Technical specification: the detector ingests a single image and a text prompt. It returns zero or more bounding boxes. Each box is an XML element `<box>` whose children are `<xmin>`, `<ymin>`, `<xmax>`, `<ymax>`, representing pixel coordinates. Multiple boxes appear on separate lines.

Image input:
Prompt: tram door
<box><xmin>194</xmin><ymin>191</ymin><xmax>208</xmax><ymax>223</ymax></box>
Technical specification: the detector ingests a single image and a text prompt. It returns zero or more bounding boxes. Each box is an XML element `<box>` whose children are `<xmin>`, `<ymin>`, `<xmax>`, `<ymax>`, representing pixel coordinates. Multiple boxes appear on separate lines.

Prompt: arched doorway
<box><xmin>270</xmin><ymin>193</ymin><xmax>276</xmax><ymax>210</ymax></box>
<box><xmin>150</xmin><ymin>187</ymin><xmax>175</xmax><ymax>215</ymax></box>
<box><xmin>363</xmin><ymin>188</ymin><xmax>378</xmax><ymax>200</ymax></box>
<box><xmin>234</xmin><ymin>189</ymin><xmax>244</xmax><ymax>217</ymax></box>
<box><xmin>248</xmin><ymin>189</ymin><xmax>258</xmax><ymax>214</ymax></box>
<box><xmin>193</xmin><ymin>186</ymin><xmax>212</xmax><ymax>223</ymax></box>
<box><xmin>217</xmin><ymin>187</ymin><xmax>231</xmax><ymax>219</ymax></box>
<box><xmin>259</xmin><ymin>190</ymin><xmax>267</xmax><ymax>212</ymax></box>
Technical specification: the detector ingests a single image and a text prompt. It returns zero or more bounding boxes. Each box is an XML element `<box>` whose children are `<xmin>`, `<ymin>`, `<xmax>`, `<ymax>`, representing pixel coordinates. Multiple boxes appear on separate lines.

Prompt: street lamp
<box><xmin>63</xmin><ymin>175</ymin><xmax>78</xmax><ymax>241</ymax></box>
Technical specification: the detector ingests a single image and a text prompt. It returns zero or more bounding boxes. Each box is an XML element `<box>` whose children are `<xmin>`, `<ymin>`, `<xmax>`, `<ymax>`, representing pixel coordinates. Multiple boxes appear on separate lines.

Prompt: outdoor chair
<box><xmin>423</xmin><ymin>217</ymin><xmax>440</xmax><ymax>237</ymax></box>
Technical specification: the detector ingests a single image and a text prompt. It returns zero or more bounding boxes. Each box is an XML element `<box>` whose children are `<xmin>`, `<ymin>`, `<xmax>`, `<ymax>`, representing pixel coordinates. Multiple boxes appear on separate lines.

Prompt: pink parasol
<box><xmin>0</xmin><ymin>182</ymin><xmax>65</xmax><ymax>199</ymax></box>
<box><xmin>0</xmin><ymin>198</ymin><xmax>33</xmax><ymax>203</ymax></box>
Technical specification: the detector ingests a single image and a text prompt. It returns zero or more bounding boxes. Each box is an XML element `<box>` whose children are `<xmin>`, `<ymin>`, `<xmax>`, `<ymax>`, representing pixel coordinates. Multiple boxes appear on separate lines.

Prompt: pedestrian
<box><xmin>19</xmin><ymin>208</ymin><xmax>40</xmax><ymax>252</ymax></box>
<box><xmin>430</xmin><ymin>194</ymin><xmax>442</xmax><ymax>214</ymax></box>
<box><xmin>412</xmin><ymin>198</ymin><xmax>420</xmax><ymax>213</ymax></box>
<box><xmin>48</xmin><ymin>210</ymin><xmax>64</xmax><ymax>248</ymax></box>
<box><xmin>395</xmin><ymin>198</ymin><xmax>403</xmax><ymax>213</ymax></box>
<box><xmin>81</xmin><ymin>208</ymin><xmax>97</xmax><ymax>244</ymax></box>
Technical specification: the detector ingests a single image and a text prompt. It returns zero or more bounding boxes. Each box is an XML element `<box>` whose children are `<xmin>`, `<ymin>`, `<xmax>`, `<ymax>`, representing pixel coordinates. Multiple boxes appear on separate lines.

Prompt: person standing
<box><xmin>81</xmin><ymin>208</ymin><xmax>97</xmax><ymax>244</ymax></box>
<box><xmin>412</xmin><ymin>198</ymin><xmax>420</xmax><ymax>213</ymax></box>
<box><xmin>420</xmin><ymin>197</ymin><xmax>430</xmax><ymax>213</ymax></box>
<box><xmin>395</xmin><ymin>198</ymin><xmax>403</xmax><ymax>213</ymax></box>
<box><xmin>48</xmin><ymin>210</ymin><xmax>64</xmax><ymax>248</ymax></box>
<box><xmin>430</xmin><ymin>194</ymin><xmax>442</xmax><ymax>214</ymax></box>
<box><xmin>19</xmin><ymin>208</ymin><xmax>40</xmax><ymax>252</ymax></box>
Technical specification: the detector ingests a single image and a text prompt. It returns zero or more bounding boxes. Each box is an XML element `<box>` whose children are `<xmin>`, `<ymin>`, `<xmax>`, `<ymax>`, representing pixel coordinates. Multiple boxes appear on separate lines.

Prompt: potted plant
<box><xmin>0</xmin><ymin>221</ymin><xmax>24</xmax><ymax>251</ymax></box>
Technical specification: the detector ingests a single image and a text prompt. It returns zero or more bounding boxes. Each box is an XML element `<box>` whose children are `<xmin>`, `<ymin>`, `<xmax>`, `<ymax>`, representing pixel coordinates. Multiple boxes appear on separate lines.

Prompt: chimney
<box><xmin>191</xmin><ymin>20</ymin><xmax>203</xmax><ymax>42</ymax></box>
========================
Exercise aim
Copy all the lines above word for word.

Result of the exercise
Technical specification: the detector ingests a single image and a text prompt. It returns zero or more bounding boxes. Each box is an XML element `<box>` whose children are `<xmin>`, `<ymin>`, `<xmax>`, `<ymax>`, representing pixel coordinates. Multiple boxes appear on separate lines.

Image input:
Prompt: tram door
<box><xmin>194</xmin><ymin>191</ymin><xmax>208</xmax><ymax>223</ymax></box>
Technical specification: the detector ingests a single image and a text prompt. It returns zero or more bounding boxes. Each box is an XML element `<box>` whose children are `<xmin>`, `<ymin>`, `<xmax>`, `<ymax>`, representing pixel coordinates. Multiple boxes appear on separate lines.

Prompt: arched doorway
<box><xmin>270</xmin><ymin>193</ymin><xmax>276</xmax><ymax>210</ymax></box>
<box><xmin>150</xmin><ymin>187</ymin><xmax>175</xmax><ymax>215</ymax></box>
<box><xmin>363</xmin><ymin>188</ymin><xmax>378</xmax><ymax>200</ymax></box>
<box><xmin>234</xmin><ymin>189</ymin><xmax>244</xmax><ymax>217</ymax></box>
<box><xmin>248</xmin><ymin>189</ymin><xmax>258</xmax><ymax>214</ymax></box>
<box><xmin>193</xmin><ymin>186</ymin><xmax>212</xmax><ymax>223</ymax></box>
<box><xmin>217</xmin><ymin>187</ymin><xmax>231</xmax><ymax>219</ymax></box>
<box><xmin>259</xmin><ymin>190</ymin><xmax>267</xmax><ymax>212</ymax></box>
Technical specification: the detector ingests a single image and a text prompt. It returns zero or more bounding boxes. Each box is an XML element `<box>` whose children are `<xmin>`, `<ymin>`, `<xmax>`, `<ymax>`, representing pixel coordinates. Multiple boxes appear on separate lines.

Prompt: street lamp
<box><xmin>63</xmin><ymin>175</ymin><xmax>78</xmax><ymax>241</ymax></box>
Technical specification: the detector ingests a single image and a text prompt. It returns zero or more bounding boxes. Each box is an XML element `<box>` whose children are `<xmin>`, `<ymin>`, `<xmax>`, `<ymax>`, representing pixel coordinates. Multiple boxes appear on separate lines.

Prompt: outdoor chair
<box><xmin>423</xmin><ymin>217</ymin><xmax>440</xmax><ymax>237</ymax></box>
Technical specification: the detector ingests a single image and a text prompt. It returns zero or more bounding boxes. Each box is an XML element `<box>` whose children are `<xmin>`, `<ymin>`, `<xmax>`, `<ymax>`, representing pixel coordinates. Multiple boxes appear on separate lines.

Prompt: pink parasol
<box><xmin>0</xmin><ymin>182</ymin><xmax>65</xmax><ymax>199</ymax></box>
<box><xmin>0</xmin><ymin>198</ymin><xmax>33</xmax><ymax>203</ymax></box>
Technical specification: the detector ingests a single image and a text prompt. It returns zero or more bounding boxes. Each box is an XML element `<box>` whose children are `<xmin>`, `<ymin>`, `<xmax>`, `<ymax>`, representing pixel coordinates. Multiple boxes appear on separate lines.

Prompt: pedestrian
<box><xmin>19</xmin><ymin>208</ymin><xmax>40</xmax><ymax>252</ymax></box>
<box><xmin>430</xmin><ymin>194</ymin><xmax>442</xmax><ymax>214</ymax></box>
<box><xmin>412</xmin><ymin>198</ymin><xmax>420</xmax><ymax>213</ymax></box>
<box><xmin>48</xmin><ymin>210</ymin><xmax>64</xmax><ymax>248</ymax></box>
<box><xmin>395</xmin><ymin>198</ymin><xmax>403</xmax><ymax>213</ymax></box>
<box><xmin>81</xmin><ymin>208</ymin><xmax>97</xmax><ymax>244</ymax></box>
Technical specification: the detector ingests a single image and a text prompt. It returns zero or more bounding boxes. Each box is an XML element `<box>` whose children are `<xmin>`, `<ymin>`, `<xmax>`, `<ymax>`, representing pixel coordinates. Multiple boxes appear on separate lines.

Prompt: person standing
<box><xmin>81</xmin><ymin>208</ymin><xmax>97</xmax><ymax>244</ymax></box>
<box><xmin>412</xmin><ymin>198</ymin><xmax>420</xmax><ymax>213</ymax></box>
<box><xmin>420</xmin><ymin>197</ymin><xmax>430</xmax><ymax>213</ymax></box>
<box><xmin>395</xmin><ymin>198</ymin><xmax>403</xmax><ymax>213</ymax></box>
<box><xmin>48</xmin><ymin>210</ymin><xmax>64</xmax><ymax>248</ymax></box>
<box><xmin>430</xmin><ymin>194</ymin><xmax>442</xmax><ymax>214</ymax></box>
<box><xmin>19</xmin><ymin>208</ymin><xmax>40</xmax><ymax>252</ymax></box>
Technical specification: the detector ingests a single image and a text prompt. It returns zero or more bounding boxes. Each box is an XML element `<box>` whose children are `<xmin>`, `<ymin>`, `<xmax>`, `<ymax>`, representing pixel coordinates. Multiple boxes appear on separate lines.

Prompt: potted plant
<box><xmin>0</xmin><ymin>221</ymin><xmax>24</xmax><ymax>251</ymax></box>
Technical specification: the detector ingests a single image and a text prompt. It returns zero or more bounding boxes. Each box is an XML element `<box>` whose children are `<xmin>`, `<ymin>`, `<xmax>`, `<ymax>`, representing pixel coordinates. Multiple boxes appear on separate lines.

Prompt: chimney
<box><xmin>191</xmin><ymin>20</ymin><xmax>203</xmax><ymax>42</ymax></box>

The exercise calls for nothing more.